START Text shown

2013-04-22 Thread Scott Kitterman
On Tuesday, April 23, 2013 06:57:30 AM Thomas Goirand wrote:
> On 04/20/2013 07:37 PM, Daniel Pocock wrote:
> > I came across this on Planet Debian
> > 
> > http://rb.doesntexist.org/blog//posts/lack_of_cooperation_from_ubuntu/
> > 
> > I'm guessing that Ubuntu may not have pushed the changes to sid because
> > of the freeze, that may well be the answer to Rogério's questions.
> 
> Thinking that this is the only reason is very naive. It's simply not the
> case.
> 
> In some areas, Canonical guys believe they need to differentiate, even
> if that means making the life of maintainers of both distributions harder.
> The areas are where they focus commercially: cloud computing stacks,
> desktop with Unity and MIR, and I guess soon phone and TV sets.
> 
> These are commercial decisions on some very specific parts of Ubuntu
> though, and we shall care to not at all generalize this sentiment. I am
> not aware that this is the case with MongoDB though, but it could well
> be, since that is in the cloud thingy, which Canonical is deeply involved
> commercially. It also well could be that Ubuntu maintainers are just busy,
> and/or didn't care enough (eg: this could be an individual issue rather
> than a company policy). Hard to know, really...

END Text shown
START Stored data

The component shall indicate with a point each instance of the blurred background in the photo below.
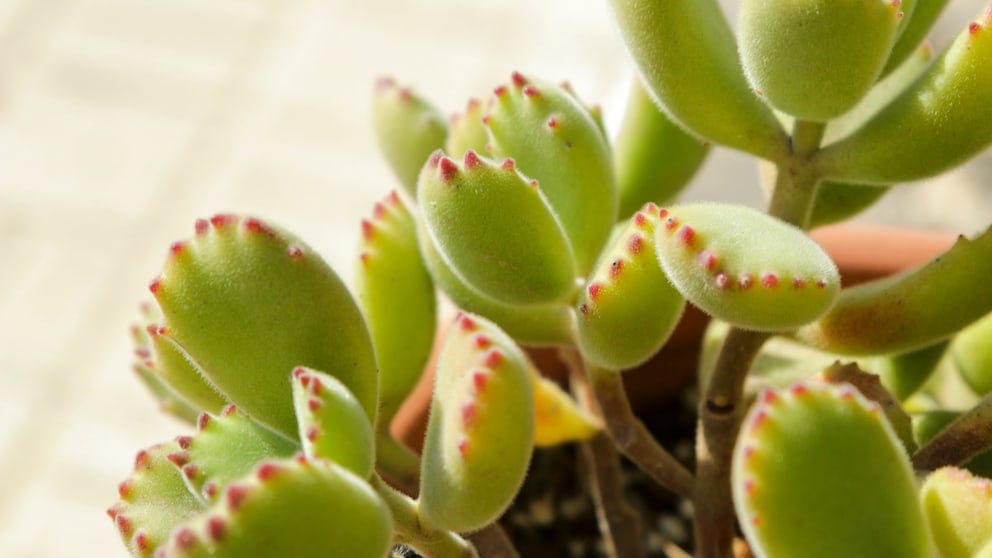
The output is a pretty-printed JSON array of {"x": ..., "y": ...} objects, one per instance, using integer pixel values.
[{"x": 122, "y": 121}]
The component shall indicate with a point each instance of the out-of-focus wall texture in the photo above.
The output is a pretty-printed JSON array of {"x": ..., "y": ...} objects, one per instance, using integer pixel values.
[{"x": 121, "y": 121}]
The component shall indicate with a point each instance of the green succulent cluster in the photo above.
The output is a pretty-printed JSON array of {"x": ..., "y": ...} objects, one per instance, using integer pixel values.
[{"x": 543, "y": 231}]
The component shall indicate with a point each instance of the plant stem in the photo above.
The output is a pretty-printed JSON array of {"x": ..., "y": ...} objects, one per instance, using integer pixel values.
[
  {"x": 411, "y": 531},
  {"x": 629, "y": 434},
  {"x": 720, "y": 415},
  {"x": 398, "y": 463},
  {"x": 961, "y": 440},
  {"x": 796, "y": 182},
  {"x": 722, "y": 408},
  {"x": 618, "y": 522}
]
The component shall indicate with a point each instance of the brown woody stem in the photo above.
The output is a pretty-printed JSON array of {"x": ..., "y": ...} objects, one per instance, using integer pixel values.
[
  {"x": 629, "y": 434},
  {"x": 961, "y": 440},
  {"x": 618, "y": 522},
  {"x": 411, "y": 531},
  {"x": 720, "y": 413},
  {"x": 492, "y": 542}
]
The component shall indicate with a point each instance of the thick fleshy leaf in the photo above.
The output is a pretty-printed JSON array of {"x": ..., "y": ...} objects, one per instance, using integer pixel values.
[
  {"x": 397, "y": 297},
  {"x": 911, "y": 310},
  {"x": 333, "y": 424},
  {"x": 745, "y": 267},
  {"x": 629, "y": 308},
  {"x": 495, "y": 229},
  {"x": 248, "y": 302},
  {"x": 553, "y": 139},
  {"x": 226, "y": 447},
  {"x": 655, "y": 158},
  {"x": 531, "y": 324},
  {"x": 972, "y": 352},
  {"x": 301, "y": 508},
  {"x": 915, "y": 30},
  {"x": 939, "y": 122},
  {"x": 959, "y": 509},
  {"x": 558, "y": 418},
  {"x": 408, "y": 130},
  {"x": 480, "y": 434},
  {"x": 687, "y": 56},
  {"x": 153, "y": 500},
  {"x": 818, "y": 471}
]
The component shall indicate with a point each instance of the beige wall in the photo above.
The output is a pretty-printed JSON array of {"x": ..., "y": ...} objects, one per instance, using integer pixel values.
[{"x": 121, "y": 121}]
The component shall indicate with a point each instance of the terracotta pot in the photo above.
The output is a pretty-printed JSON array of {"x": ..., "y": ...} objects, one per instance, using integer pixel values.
[{"x": 862, "y": 252}]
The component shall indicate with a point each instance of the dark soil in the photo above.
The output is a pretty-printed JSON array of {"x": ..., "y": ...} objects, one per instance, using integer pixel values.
[{"x": 553, "y": 515}]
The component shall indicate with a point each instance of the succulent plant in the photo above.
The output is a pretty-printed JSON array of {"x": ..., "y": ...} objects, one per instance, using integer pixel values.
[{"x": 833, "y": 420}]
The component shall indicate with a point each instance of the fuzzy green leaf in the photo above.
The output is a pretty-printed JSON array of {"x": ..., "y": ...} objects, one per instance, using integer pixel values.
[
  {"x": 408, "y": 130},
  {"x": 248, "y": 303},
  {"x": 480, "y": 434},
  {"x": 745, "y": 267},
  {"x": 553, "y": 139},
  {"x": 815, "y": 59},
  {"x": 397, "y": 297},
  {"x": 332, "y": 423},
  {"x": 629, "y": 308},
  {"x": 495, "y": 229},
  {"x": 687, "y": 56},
  {"x": 301, "y": 508},
  {"x": 818, "y": 471}
]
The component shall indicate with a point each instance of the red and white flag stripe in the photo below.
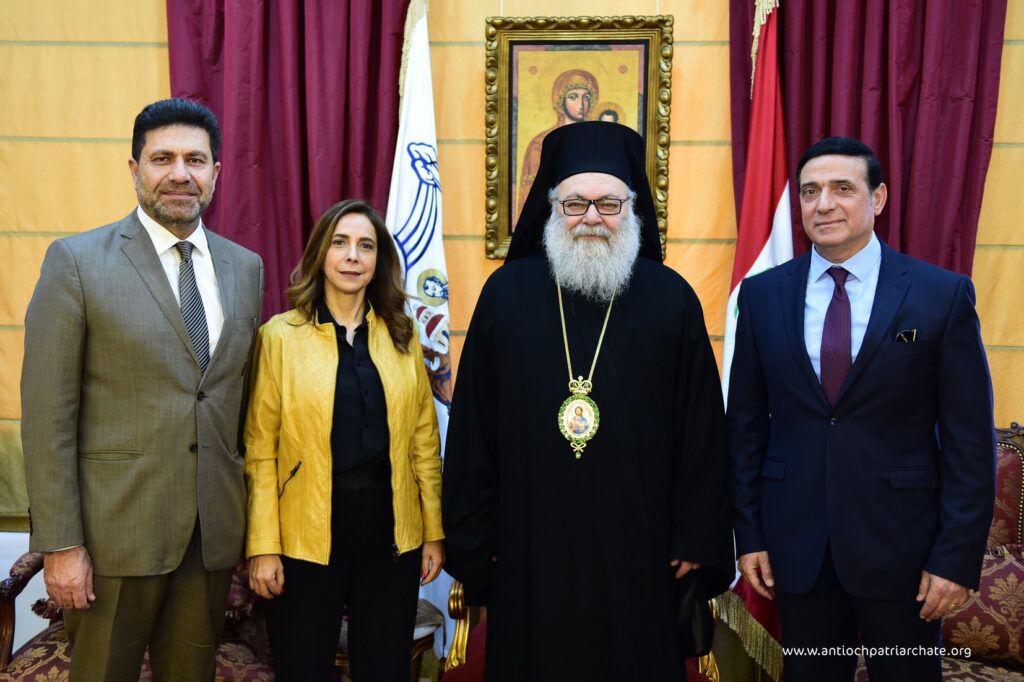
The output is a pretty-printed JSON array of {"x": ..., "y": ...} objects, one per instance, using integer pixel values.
[{"x": 764, "y": 236}]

END Stored data

Written tasks
[1] In the mailing list excerpt, where did Daniel Pocock come across the blog post he links to?
[2] List every person named in the mailing list excerpt.

Answers in order
[1] On Planet Debian.

[2] Scott Kitterman, Thomas Goirand, Daniel Pocock, Rogério